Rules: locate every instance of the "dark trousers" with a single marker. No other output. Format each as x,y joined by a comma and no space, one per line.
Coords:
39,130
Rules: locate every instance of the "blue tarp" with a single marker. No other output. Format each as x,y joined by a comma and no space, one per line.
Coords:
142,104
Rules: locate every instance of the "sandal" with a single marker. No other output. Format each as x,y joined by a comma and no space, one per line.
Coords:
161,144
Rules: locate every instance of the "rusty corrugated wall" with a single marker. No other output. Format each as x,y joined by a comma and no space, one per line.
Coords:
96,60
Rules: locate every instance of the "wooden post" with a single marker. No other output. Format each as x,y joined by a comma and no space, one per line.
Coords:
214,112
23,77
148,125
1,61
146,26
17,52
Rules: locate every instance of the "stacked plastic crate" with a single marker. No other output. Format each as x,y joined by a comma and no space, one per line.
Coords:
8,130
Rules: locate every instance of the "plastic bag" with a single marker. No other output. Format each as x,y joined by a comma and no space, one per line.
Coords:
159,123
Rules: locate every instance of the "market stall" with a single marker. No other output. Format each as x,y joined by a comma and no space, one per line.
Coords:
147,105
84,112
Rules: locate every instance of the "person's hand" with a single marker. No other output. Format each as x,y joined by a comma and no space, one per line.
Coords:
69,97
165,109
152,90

--

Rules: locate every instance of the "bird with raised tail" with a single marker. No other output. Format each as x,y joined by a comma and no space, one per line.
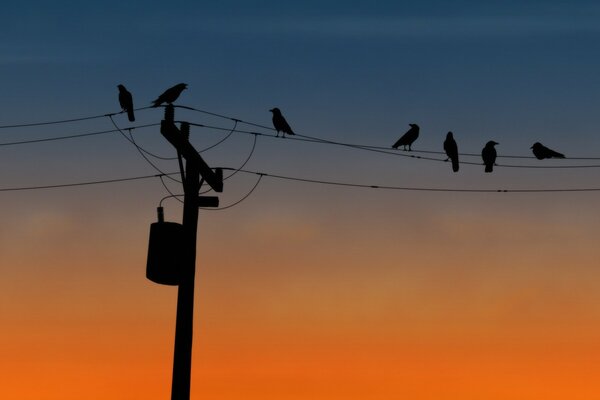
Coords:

WHAT THE EXERCISE ASKS. Scan the material for the string "plastic". Copy each line where it appears.

OUTPUT BELOW.
Rules: locate every instance of the "stacked plastic crate" with a single marker. No other output. Format each as x,y joined by a comma and no space, one per line.
Rules: locate every instance of the "plastic bag" with a single marker. No other output. Format each as x,y joined by a comma and no space, one per line.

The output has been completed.